_Problem to solve_
Output every entry exactly as given.

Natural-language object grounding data
- - - -
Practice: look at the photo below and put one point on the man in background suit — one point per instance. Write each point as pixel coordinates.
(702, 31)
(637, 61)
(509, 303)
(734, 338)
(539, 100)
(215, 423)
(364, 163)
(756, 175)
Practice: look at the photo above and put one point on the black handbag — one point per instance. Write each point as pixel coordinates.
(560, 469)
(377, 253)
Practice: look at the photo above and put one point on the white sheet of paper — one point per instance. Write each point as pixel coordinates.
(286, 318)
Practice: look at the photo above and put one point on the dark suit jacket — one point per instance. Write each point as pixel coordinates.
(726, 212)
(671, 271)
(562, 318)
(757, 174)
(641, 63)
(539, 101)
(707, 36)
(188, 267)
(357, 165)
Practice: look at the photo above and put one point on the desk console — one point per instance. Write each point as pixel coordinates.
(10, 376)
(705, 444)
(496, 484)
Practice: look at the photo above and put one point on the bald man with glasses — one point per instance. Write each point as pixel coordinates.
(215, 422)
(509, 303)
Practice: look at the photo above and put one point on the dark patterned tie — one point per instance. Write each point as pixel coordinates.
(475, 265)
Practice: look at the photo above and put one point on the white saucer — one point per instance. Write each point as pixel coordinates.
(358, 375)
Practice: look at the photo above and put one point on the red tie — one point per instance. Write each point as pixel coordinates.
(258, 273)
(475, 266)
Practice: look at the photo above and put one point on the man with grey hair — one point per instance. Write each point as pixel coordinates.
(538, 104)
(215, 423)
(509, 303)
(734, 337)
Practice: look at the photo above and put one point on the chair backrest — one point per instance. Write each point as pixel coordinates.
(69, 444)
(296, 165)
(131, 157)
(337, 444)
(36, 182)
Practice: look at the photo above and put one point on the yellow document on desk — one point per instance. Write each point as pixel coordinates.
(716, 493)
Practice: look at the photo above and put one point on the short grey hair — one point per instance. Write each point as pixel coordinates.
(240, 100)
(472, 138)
- - - -
_Your response_
Practice: look at the photo below and put one point on the man in background suit — one point per instance. Write each point as pixel coordinates.
(702, 31)
(637, 61)
(509, 303)
(734, 338)
(539, 100)
(215, 423)
(364, 163)
(756, 175)
Practice: look at the photo above and put one point on the black handbag — one point per instance. Write each point as pixel coordinates.
(560, 469)
(377, 253)
Practice: look at the photo above and put one point on the white sheet of paper — one point per instance. Write each point as pixel coordinates.
(286, 318)
Practice: look at the photo above and put one point on the dark suit jacket — one point per instance. Write each point as pixel coordinates.
(726, 212)
(671, 271)
(562, 318)
(757, 174)
(641, 63)
(539, 101)
(707, 36)
(188, 267)
(357, 165)
Practice: look at the photo above and put one point on the desk console — one point per instance. Write each point as pixel coordinates.
(10, 376)
(705, 444)
(496, 484)
Practice: look at the photo above and put one point on the bald man with glasses — one point per instance. Write each point as pixel coordinates.
(215, 422)
(509, 303)
Practice: look at the photo above and put one point on the dark patterned tie — one point per instance. Write each point as pixel coordinates.
(475, 265)
Practice: look at the photo above and put one point on the white saucer — one point per instance. Write each point as pixel coordinates.
(358, 375)
Practice: look at the photo above and put one point on the red tie — one point per instance. Write each point as pixel coordinates.
(258, 273)
(475, 266)
Practice: look at the photo above and put one point on the man with grey hair — one point per instance. Write each point as pixel coordinates.
(538, 104)
(215, 423)
(509, 303)
(734, 337)
Practice: look at the photo above and put one point on the chair backrest — one point per instance. Write each point as pixel coordinates.
(69, 444)
(296, 165)
(131, 157)
(337, 444)
(36, 182)
Practice: look at the photo above and put one point on the yellow document on desk — one point per instance. Write each point as pixel coordinates.
(716, 493)
Practice: look at the photo above and put one point on the short grey hair — one point per instance. Write each point as pixel coordinates.
(240, 100)
(472, 138)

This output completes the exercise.